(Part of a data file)
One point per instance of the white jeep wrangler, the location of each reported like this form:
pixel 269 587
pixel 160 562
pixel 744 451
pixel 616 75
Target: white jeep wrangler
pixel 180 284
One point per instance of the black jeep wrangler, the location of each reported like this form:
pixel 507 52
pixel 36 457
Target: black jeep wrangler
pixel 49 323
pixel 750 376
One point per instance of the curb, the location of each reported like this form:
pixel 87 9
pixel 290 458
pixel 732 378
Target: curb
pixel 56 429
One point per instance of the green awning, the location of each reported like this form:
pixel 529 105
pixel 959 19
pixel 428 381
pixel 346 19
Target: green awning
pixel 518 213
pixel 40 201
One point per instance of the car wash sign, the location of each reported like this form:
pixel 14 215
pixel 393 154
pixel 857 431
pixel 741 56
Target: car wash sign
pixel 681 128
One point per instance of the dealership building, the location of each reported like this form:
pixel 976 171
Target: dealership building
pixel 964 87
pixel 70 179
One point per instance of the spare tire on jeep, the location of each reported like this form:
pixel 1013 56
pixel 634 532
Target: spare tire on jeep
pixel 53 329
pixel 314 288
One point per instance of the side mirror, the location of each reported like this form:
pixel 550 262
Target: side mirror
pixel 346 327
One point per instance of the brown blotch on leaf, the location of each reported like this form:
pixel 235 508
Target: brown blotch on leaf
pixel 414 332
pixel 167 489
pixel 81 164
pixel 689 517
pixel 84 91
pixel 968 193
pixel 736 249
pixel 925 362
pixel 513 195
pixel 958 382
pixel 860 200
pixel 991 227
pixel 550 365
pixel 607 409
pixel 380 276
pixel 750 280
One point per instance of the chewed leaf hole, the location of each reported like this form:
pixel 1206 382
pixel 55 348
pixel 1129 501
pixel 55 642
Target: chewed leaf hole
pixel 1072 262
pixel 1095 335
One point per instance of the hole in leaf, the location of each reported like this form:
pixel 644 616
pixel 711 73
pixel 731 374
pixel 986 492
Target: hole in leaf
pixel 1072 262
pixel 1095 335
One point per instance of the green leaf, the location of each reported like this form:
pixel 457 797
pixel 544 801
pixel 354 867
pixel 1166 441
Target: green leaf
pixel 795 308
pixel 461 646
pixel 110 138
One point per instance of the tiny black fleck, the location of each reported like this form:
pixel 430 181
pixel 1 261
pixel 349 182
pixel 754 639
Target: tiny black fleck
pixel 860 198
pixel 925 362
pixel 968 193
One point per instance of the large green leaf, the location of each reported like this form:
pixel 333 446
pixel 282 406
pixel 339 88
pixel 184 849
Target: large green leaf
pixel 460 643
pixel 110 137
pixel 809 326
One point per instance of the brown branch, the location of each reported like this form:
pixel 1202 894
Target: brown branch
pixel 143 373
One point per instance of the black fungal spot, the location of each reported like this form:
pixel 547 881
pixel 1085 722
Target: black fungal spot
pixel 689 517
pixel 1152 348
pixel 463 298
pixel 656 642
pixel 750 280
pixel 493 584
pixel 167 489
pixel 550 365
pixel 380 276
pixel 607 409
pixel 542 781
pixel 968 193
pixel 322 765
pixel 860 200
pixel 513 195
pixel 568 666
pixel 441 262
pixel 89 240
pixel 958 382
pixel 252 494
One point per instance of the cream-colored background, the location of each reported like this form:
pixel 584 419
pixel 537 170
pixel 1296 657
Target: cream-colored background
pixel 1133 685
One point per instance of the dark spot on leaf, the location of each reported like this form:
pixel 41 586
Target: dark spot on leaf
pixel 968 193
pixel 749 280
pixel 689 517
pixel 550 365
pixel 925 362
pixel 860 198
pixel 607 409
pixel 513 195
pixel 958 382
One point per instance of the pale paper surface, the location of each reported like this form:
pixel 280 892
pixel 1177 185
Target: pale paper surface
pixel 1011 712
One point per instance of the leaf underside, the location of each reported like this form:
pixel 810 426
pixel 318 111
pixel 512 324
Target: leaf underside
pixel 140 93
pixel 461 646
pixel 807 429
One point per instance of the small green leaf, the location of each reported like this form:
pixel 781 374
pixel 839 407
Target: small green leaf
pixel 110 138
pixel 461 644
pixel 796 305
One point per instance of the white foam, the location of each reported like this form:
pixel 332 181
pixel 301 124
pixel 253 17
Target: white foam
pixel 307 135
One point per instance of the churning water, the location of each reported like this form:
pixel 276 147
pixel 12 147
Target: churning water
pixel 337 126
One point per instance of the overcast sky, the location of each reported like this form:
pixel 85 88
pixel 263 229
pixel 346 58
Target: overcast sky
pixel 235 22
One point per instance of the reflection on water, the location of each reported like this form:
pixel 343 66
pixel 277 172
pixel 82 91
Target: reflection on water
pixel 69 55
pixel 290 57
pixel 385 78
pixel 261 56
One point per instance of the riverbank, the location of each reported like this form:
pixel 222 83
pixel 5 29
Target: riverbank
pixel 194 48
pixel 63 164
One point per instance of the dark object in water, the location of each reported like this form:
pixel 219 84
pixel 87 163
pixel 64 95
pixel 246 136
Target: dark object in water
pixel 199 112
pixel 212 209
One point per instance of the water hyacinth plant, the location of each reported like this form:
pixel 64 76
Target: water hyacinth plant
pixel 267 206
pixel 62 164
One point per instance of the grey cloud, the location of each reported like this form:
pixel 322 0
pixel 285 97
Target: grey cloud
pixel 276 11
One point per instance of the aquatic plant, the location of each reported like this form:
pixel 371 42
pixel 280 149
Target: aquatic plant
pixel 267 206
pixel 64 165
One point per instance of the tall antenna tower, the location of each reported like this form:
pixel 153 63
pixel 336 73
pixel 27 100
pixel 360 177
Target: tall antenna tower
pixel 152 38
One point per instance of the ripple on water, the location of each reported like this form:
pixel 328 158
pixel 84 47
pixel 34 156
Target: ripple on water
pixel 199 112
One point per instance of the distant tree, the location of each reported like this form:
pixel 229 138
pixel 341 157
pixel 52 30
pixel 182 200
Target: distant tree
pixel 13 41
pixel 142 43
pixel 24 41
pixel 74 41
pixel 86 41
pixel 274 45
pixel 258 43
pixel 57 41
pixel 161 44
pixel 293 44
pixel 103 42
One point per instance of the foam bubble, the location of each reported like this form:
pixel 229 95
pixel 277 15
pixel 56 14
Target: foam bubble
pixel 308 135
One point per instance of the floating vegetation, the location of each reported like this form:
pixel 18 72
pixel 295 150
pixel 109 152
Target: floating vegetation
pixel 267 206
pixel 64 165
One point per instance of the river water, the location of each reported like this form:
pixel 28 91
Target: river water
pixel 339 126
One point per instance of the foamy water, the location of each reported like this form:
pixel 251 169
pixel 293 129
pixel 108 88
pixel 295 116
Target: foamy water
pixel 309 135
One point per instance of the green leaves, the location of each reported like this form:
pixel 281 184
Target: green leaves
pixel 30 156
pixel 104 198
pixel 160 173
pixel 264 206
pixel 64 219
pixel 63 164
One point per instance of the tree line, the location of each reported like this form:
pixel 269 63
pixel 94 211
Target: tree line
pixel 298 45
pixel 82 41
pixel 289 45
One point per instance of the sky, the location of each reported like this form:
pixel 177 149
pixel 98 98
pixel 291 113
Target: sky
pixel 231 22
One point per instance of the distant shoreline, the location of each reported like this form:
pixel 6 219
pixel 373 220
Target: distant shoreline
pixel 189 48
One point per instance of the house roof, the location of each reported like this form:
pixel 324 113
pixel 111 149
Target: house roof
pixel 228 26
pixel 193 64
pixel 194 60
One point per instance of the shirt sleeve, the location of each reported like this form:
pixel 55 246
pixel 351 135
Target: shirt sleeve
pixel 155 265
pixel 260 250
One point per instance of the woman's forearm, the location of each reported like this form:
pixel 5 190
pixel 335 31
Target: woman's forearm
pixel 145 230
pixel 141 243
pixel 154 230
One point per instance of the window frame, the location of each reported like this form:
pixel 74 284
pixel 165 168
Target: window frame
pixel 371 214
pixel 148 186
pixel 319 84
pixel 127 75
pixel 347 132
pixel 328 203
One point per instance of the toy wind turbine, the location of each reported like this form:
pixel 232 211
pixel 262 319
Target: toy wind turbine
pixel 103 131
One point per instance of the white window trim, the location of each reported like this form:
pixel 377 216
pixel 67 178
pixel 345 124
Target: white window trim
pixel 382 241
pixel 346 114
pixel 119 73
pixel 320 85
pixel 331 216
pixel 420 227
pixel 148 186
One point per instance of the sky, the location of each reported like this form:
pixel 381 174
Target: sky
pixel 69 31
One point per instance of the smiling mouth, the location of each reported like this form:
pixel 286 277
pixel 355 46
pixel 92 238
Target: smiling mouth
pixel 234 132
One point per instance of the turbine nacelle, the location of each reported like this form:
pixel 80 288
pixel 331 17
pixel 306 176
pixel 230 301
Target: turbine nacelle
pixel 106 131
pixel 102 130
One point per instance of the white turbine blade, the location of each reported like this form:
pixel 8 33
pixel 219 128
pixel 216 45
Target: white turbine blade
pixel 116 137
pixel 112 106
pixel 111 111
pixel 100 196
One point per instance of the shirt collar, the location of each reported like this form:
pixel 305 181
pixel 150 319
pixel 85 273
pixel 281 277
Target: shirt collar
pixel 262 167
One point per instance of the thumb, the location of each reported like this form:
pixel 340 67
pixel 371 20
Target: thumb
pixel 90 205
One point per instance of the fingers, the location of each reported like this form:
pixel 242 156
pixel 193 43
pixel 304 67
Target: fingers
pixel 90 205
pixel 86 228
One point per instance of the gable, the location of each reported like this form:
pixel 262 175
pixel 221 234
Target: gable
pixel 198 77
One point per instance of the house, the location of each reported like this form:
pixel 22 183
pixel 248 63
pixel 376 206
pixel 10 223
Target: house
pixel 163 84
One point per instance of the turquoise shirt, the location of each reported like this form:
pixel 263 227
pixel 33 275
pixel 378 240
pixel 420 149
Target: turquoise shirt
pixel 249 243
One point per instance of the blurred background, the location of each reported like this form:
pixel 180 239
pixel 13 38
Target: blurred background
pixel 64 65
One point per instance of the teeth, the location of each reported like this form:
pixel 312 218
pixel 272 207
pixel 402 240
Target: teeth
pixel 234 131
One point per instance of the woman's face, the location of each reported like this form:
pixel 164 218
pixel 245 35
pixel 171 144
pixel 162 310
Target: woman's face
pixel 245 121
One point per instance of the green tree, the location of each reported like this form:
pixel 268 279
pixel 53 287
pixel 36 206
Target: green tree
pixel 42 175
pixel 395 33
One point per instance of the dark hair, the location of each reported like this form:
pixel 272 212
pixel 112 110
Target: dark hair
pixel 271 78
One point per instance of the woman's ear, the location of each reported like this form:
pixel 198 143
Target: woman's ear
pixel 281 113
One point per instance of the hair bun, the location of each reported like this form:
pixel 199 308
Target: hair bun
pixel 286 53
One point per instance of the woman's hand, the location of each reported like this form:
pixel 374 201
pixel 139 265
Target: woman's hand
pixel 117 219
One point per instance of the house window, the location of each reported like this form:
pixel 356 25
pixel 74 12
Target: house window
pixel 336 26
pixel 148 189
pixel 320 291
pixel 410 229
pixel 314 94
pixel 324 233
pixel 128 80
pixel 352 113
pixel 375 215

What needs to be done: Please rewrite the lines starting with the first one and going on through the line with "pixel 750 376", replacing "jeep wrangler" with "SUV" and leaving everything else unchanged.

Solution below:
One point per instance of the white SUV, the location of each reported like this form:
pixel 269 587
pixel 160 562
pixel 744 451
pixel 616 75
Target: white SUV
pixel 180 284
One point per instance of the black SUV, the location of each reported like this form:
pixel 507 52
pixel 36 457
Target: black SUV
pixel 49 323
pixel 750 376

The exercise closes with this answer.